READING PASSAGE
↓
We are in receipt of the building approval and a copy of the conditions are enclosed for your information. ...
With reference to our letter dated 3 October 1983, concerning the return of the signed documents we are proceeding on the understanding that the condition of the contract are accepted by you and works are being conducted in accordance with those terms and conditions."

By cl 5 of the conditions of the building contract the work was to commence on the date of the building approval or within one month after Empirnall had produced evidence of its title to the land. The work was to be completed within eighteen weeks of the date of commencement. Among the many clauses in the contract was cl 26 under which Empirnall charged the land with the due payment of all moneys that might become payable to Machon by virtue of the contract or otherwise arising from the carrying out of the works. Mr Jury conceded that he received the contract and the progress claims. However, the contract was never signed.
↑
GOAL
List every company or person named in the building contract passage. The entries are not needed for anything here.

DATASET EXCERPTS
↓
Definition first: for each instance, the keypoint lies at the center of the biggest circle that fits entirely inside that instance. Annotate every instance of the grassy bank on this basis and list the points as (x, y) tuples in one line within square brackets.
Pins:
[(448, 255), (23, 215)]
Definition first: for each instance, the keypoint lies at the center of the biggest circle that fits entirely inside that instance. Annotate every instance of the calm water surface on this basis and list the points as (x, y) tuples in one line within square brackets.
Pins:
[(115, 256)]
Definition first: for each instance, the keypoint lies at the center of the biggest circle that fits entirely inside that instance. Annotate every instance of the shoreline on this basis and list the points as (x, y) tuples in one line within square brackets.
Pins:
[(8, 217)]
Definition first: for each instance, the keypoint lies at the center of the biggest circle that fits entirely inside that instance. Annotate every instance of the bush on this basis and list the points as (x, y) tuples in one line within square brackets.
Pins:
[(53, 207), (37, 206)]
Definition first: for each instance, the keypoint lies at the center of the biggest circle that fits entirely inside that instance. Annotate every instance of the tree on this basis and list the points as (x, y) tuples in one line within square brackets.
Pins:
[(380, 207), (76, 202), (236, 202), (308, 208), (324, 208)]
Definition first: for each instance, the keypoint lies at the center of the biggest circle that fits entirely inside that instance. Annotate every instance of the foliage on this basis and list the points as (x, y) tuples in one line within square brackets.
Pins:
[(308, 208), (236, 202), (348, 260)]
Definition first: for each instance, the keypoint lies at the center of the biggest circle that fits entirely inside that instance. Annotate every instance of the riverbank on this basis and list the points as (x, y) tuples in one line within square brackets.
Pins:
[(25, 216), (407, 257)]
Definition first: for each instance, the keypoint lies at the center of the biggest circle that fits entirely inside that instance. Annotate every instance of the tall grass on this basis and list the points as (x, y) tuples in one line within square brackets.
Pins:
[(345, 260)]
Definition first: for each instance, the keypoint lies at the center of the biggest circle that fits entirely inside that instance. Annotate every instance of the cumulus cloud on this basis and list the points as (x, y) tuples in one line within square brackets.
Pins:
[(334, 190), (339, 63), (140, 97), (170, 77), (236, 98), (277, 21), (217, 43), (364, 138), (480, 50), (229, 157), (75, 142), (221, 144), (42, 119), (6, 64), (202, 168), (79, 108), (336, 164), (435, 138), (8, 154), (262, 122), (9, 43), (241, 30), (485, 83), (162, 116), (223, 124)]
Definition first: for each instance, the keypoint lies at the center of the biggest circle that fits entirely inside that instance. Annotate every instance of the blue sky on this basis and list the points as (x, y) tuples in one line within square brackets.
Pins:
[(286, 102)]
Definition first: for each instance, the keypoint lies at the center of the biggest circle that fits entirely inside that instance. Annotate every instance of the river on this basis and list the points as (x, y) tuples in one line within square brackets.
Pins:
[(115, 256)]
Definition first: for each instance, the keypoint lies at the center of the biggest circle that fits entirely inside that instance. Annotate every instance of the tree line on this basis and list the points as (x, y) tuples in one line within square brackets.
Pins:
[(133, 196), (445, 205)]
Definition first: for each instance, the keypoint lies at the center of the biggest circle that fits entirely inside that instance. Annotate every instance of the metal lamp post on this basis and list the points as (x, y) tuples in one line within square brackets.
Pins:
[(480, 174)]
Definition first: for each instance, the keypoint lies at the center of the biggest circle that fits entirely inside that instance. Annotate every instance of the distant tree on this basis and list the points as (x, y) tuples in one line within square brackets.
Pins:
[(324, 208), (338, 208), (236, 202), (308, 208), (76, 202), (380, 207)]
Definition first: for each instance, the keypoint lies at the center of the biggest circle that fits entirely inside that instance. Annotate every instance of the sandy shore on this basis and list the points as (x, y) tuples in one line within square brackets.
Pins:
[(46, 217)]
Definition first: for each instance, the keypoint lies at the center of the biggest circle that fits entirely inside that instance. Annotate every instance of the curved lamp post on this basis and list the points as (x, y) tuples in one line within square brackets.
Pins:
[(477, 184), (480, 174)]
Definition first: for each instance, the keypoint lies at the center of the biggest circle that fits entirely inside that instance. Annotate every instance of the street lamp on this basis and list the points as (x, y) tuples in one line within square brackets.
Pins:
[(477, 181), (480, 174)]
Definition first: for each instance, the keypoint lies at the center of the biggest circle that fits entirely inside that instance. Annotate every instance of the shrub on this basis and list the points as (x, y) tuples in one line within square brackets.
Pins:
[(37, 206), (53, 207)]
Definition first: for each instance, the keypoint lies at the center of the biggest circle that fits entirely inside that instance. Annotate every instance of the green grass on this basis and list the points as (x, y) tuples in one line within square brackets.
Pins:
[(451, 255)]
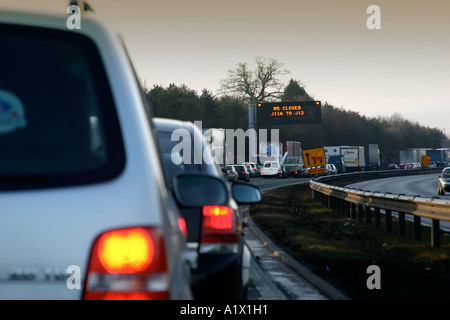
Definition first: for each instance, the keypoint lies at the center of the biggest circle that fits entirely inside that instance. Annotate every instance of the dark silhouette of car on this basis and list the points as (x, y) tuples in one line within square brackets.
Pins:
[(214, 230), (444, 181)]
↑
TASK RESPONSE
Empirnall, Machon, Mr Jury